Source data:
"""

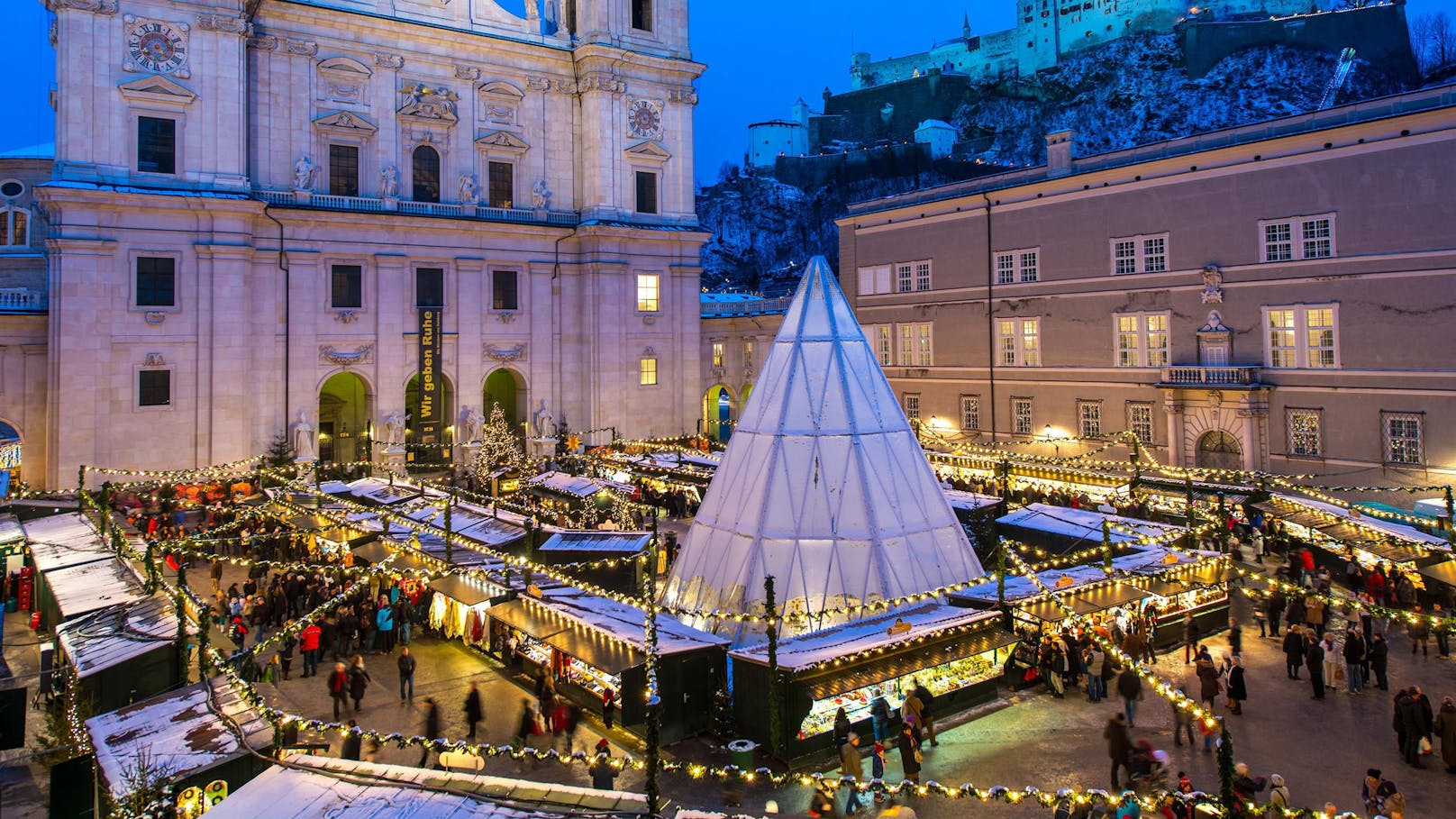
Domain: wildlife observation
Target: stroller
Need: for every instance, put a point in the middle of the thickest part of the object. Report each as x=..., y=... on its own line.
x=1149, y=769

"""
"""

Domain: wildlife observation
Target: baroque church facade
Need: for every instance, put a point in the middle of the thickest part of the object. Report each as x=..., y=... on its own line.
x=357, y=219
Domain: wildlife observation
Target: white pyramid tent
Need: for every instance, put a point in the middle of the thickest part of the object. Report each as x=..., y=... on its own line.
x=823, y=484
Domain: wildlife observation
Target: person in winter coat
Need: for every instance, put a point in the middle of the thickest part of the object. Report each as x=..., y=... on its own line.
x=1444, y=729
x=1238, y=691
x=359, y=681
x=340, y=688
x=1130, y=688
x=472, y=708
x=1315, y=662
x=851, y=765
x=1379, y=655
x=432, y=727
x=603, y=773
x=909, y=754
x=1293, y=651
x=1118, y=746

"""
"""

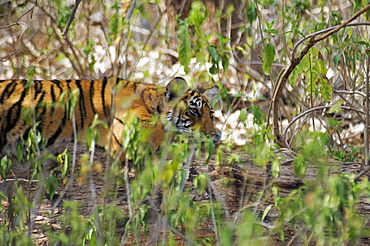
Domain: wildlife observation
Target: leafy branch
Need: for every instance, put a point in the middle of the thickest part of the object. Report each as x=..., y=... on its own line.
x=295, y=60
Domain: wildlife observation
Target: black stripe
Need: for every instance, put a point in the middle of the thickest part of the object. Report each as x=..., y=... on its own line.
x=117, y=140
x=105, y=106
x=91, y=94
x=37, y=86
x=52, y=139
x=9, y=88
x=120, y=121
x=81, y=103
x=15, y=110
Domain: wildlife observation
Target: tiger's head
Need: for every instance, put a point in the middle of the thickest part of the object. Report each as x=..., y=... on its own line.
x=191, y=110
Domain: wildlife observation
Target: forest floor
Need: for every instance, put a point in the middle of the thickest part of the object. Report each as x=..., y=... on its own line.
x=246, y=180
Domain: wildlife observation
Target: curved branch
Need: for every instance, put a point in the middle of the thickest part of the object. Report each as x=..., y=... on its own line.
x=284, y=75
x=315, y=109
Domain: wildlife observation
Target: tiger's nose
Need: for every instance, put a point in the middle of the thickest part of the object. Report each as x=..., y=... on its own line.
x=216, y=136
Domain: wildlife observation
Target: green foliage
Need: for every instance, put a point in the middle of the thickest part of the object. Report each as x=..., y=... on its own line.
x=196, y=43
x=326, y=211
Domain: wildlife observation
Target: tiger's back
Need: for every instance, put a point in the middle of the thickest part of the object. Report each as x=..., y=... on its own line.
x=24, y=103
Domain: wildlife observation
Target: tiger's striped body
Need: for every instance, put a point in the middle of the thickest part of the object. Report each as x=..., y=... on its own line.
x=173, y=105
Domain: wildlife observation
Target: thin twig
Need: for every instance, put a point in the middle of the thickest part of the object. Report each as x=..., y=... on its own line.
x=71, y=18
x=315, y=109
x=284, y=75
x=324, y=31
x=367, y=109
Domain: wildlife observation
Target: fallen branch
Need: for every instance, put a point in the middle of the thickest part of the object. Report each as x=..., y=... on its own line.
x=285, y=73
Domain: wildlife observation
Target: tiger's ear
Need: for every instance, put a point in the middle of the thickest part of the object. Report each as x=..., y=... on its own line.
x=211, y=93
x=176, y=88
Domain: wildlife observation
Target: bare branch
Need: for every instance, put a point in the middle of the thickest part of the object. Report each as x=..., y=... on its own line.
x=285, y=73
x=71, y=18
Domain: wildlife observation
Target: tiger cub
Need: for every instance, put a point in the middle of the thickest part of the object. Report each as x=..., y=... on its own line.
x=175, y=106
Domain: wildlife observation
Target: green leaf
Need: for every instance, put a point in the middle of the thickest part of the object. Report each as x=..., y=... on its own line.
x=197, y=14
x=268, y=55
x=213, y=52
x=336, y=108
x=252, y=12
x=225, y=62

"""

What to work on: List every line of the material above that contains the word "green", copying each line in full. Case counts.

Problem solution:
Target: green foliage
Target: green leaf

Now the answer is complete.